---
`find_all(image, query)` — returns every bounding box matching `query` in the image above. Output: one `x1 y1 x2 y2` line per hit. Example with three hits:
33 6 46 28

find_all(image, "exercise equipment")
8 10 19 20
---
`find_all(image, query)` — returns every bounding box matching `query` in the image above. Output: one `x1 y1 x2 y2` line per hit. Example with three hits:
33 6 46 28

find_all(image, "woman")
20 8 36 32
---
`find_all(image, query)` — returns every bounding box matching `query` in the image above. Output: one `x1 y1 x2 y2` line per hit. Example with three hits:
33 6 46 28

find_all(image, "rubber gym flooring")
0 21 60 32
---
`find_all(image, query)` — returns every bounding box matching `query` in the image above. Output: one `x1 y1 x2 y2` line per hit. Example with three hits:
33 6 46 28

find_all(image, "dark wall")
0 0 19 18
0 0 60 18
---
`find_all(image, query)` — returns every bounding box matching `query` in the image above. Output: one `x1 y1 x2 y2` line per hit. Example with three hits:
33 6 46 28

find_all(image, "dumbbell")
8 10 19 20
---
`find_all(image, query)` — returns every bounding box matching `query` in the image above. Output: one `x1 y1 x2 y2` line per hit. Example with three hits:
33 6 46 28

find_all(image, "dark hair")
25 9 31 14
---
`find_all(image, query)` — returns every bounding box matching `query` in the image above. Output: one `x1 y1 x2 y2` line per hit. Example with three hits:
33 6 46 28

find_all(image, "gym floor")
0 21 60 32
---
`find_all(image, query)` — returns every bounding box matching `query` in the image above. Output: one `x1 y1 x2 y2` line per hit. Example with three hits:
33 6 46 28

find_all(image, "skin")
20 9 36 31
******************************
**Exercise aim**:
Quote the listing in full, please, keeping every line exact.

**Full solution**:
---
`find_all(image, query)` — returns every bounding box matching `query` in the image above. Output: one `x1 y1 x2 y2` line per hit. Example with three hits:
33 6 46 28

find_all(image, "exercise equipment")
8 10 19 20
---
`find_all(image, query)` — returns every bounding box matching `query` in the image above. Output: one `x1 y1 x2 y2` line per hit. Example with three hits:
33 6 46 28

find_all(image, "woman")
20 8 36 32
---
`find_all(image, query)` — returns every bounding box matching `query` in the image above. Output: one `x1 y1 x2 y2` line per hit. Example with three hits:
33 6 46 28

find_all(image, "rubber gym flooring")
0 21 60 32
---
`find_all(image, query)` — returns every bounding box matching `query` in the image above. Output: one `x1 y1 x2 y2` line per hit. Example with three hits:
33 6 46 28

find_all(image, "dark wall")
0 0 19 18
0 0 60 18
---
`find_all(image, query)` — returns every bounding box matching `query` in the image above. Output: one `x1 y1 x2 y2` line per hit. Example with three hits:
33 6 46 28

find_all(image, "dumbbell")
8 10 19 20
---
`find_all(image, query)` — returns every bounding box matching `query` in the image above. Output: one `x1 y1 x2 y2` line per hit. Example with three hits:
33 6 46 28

find_all(image, "dark hair")
25 9 31 14
---
`find_all(image, query)` — returns every bounding box matching `query` in the image above. Output: one `x1 y1 x2 y2` line per hit. Example with three hits:
33 6 46 28

find_all(image, "gym floor")
0 21 60 32
---
`find_all(image, query)` — returns every bounding box matching `query` in the image above. Output: one `x1 y1 x2 y2` line per hit. Example with three hits:
33 6 46 28

find_all(image, "skin")
20 9 36 31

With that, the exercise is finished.